• [Selected text]

__________________________________________________

The Vaihingen dataset [20] is part of the ISPRS benchmark on urban object classification and 3D building reconstruction. The dataset contains 33 patches of various sizes of pairs of optical imagery and digital surface models extracted from a larger orthomosaic. The imagery contains 3 bands (near-infrared (NIR), red, and green). The ground sampling distance or spatial resolution of the imagery and DSMs is 9cm per pixel. The DSMs were generated using the Trimble INPHO 5.3 software using classical dense image matching methods. We use the provided benchmark train and test set splits throughout our experiments.

3.2 Experimental Details and Hyperparameters

We utilize a NVIDIA DGX server and a single NVIDIA A100 node with 80GB GPU RAM for training and inference sampling. We normalize the inputs and outputs to the range $[-1,1]$ .

Training: During training we random crop 512x512 chips from the train set orthomosaics and DSMs. We perform random augmentations to all data including horizontal/vertical flipping, random rotation, as well as apply random color jitter and gaussian blurring to the optical imagery only. We train using $T=1000$ timesteps and a sigmoid variance schedule. We train for 100k iterations, a batch size of 8, mixed precision training, gradient accumulation every 2 steps, and use the Adam [21] optimizer with a learning rate of $\alpha=1e-3$ .
Inference: During inference we use a chip size of 1024x1024. As mentioned in Section 2.1, we utilize DDIM with $T=500$ and $\eta=0$ for faster sampling. Additionally, we utilize FP16 mixed precision during sampling to reduce the memory usage.

Method	MAE (m) $\downarrow$	RMSE (m) $\downarrow$
IM2HEIGHT [14]	1.485	2.253
D3Net [22]	1.314	2.123
Amirkolaee et al. [23]	1.487	2.197
3DBR [24]	1.379	2.074
IM2ELEVATION [15]	1.226	1.882
PLNet [25]	1.178	1.775
DDPM (Ours)	1.093	1.760

Table 1: Experimental results on the Vaihingen dataset with comparisons to other single-task height estimation methods. Benchmark results for other methods are referenced from [26]. Best results are marked in bold.

4 Discussion and Future Work

The experimental results in Table 1 provide evidence that training diffusion based models for single-view height estimation outperforms other previous benchmark methods. It is notable to metniond that ground truth DSMs used in many benchmarks are noisy, most notably around the edges of buildings or tree crowns, because they were generated using traditional methods. As seen in Figure 3, the DDPM output height estimates tend to learn to produce less noisy outputs and instead smooth these edges, which could lead to better downstream perform for generating 3D models of cities and roof wireframes.

__________________________________________________

• [Information shown]
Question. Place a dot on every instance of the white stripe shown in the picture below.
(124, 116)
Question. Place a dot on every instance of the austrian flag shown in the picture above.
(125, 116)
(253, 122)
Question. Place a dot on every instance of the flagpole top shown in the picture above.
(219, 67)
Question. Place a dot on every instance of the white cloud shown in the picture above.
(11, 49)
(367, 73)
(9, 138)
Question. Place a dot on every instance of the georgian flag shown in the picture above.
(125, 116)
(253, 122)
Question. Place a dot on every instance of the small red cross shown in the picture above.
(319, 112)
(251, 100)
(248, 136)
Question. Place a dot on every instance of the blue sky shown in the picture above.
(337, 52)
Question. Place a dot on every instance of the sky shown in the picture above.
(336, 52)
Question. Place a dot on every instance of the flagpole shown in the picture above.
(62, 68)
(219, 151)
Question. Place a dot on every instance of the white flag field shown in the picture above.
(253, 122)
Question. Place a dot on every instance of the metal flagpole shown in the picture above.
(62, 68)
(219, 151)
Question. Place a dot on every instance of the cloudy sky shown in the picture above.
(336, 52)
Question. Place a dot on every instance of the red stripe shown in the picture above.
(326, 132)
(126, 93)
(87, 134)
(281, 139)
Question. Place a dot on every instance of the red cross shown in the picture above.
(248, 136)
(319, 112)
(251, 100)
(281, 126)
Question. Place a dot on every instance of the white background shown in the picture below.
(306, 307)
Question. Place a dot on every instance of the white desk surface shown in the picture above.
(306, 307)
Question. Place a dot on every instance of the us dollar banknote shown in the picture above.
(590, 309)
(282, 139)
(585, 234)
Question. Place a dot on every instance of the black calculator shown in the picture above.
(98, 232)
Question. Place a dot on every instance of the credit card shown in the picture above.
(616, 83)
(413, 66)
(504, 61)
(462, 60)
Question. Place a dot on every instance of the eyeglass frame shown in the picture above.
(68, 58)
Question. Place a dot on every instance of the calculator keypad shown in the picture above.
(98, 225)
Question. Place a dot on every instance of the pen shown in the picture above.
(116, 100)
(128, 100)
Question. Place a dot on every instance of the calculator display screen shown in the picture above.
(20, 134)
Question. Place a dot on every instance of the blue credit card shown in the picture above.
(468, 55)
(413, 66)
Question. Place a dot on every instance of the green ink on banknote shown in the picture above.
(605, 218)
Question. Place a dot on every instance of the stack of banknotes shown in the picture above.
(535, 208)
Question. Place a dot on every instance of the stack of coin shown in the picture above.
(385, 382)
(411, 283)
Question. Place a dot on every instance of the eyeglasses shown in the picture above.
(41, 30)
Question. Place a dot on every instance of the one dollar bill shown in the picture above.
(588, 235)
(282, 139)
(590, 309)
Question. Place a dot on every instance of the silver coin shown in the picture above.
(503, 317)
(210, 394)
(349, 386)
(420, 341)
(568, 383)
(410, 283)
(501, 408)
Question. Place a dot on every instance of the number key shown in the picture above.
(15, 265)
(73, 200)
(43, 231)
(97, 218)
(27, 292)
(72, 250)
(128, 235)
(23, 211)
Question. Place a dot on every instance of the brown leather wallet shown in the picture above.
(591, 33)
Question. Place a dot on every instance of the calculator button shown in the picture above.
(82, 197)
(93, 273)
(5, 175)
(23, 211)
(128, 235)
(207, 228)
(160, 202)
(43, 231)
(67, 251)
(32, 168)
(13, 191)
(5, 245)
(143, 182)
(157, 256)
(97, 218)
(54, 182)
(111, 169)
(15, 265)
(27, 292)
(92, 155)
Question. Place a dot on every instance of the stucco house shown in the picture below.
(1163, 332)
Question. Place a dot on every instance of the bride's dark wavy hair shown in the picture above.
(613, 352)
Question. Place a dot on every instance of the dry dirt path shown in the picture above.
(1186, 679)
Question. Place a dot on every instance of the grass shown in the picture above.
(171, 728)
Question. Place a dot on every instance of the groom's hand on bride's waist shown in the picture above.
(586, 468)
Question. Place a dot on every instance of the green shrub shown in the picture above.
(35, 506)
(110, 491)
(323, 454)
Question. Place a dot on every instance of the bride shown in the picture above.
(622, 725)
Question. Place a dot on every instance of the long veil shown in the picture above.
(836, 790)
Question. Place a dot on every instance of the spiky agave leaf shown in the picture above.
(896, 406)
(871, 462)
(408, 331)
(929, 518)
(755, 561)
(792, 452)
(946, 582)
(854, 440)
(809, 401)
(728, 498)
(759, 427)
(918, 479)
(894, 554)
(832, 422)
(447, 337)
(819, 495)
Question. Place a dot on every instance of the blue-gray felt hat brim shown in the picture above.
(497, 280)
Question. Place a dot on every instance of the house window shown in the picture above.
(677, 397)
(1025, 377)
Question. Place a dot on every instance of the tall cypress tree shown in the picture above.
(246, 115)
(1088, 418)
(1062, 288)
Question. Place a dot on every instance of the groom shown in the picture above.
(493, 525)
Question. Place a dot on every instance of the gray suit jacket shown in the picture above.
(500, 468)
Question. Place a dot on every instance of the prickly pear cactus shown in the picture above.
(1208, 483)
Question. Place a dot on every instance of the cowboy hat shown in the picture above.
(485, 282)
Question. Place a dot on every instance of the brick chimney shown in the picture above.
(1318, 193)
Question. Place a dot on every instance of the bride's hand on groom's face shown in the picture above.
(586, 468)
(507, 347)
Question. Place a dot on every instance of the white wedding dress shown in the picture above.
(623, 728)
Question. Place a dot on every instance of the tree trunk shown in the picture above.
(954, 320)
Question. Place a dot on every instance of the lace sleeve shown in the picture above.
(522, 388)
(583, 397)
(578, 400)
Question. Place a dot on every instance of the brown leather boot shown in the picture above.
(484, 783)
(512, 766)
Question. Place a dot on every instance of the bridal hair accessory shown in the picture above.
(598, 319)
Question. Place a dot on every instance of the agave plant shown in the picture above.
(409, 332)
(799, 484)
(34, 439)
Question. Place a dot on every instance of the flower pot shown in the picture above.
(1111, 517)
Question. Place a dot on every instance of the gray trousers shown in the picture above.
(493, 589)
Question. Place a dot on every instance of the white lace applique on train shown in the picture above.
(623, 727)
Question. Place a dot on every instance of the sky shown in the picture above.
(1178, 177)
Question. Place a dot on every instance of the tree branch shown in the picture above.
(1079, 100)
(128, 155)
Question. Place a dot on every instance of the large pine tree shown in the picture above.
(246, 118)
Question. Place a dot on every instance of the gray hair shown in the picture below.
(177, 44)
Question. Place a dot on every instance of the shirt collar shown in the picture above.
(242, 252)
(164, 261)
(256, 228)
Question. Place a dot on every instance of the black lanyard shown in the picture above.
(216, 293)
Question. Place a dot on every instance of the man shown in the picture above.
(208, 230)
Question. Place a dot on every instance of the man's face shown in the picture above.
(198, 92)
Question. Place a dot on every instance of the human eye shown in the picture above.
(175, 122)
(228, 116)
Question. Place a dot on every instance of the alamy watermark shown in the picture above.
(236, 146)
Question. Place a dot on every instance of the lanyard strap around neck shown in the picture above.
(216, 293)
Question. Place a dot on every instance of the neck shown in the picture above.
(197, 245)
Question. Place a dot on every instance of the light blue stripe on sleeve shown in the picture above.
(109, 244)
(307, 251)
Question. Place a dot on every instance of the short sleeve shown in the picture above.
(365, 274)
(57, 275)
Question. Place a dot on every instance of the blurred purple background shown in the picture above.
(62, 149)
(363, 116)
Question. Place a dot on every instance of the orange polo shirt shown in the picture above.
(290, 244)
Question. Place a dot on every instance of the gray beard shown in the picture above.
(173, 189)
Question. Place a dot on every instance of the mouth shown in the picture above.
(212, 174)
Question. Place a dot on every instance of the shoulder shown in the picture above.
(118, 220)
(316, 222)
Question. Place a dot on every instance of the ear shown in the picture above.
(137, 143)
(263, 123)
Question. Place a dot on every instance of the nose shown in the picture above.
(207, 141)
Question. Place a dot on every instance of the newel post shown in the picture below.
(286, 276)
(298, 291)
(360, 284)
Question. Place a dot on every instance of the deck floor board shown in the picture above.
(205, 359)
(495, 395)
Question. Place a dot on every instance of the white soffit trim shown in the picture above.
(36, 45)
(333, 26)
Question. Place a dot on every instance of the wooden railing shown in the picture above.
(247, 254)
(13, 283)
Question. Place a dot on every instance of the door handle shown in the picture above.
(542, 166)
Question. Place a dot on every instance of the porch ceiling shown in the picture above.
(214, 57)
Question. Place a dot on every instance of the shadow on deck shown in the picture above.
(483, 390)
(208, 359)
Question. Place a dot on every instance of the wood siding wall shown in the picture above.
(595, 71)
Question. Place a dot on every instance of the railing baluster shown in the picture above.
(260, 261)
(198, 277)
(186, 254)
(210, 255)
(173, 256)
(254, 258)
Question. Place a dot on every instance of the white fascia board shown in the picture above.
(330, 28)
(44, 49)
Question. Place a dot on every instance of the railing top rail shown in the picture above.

__________________________________________________

• [Directives]
(1) Which methods does the height estimation excerpt list in Table 1 as comparisons to its own DDPM?
(2) Can you resume the height estimation excerpt, picking up right after its final sentence?

• [Answers for the exercise]
(1) IM2HEIGHT, D3Net, Amirkolaee et al., 3DBR, IM2ELEVATION, PLNet

(2)
While our experiments only explore comparisons of aerial and satellite imagery based models, we note that investigation of Vision Transformers (ViT) [27] based models would be an interesting future work to replace the U-Net backbone in the DDPM pipeline. ViTs have shown improved performance in segmentation and change detection applications in comparison to fully-convolutional based architectures [28].

5 Conclusion

In this paper we explore cutting edge DDPMs for estimating pixelwise height to generate high resolution digital surface models from remotely sensed imagery. We find that DDPMs outperform non diffusion based models and show promise for producing accurate surface estimates of the Earth which has many downstream applications with the potential to benefit the monitoring of manmade and natural change and 3D generation of cities. We hope that this work will inspire exploration of diffusion models in the remote sensing field.

References

[1] Rongjun Qin, Jiaojiao Tian, and Peter Reinartz, “3d change detection–approaches and applications,” ISPRS Journal of Photogrammetry and Remote Sensing, vol. 122, pp. 41–56, 2016.
[2] Jihui Tu, Haigang Sui, Wenqing Feng, and Zhina Song, “Automatic building damage detection method using high-resolution remote sensing images and 3d gis model.,” ISPRS Annals of Photogrammetry, Remote Sensing & Spatial Information Sciences, vol. 3, no. 8, 2016.
[3] Charles Beumier and Mahamadou Idrissa, “Digital terrain models derived from digital surface model uniform regions in urban areas,” International Journal of Remote Sensing, vol. 37, no. 15, pp. 3477–3493, 2016.
[4] Jonathan Ho, Ajay Jain, and Pieter Abbeel, “Denoising diffusion probabilistic models,” Advances in Neural Information Processing Systems, vol. 33, pp. 6840–6851, 2020.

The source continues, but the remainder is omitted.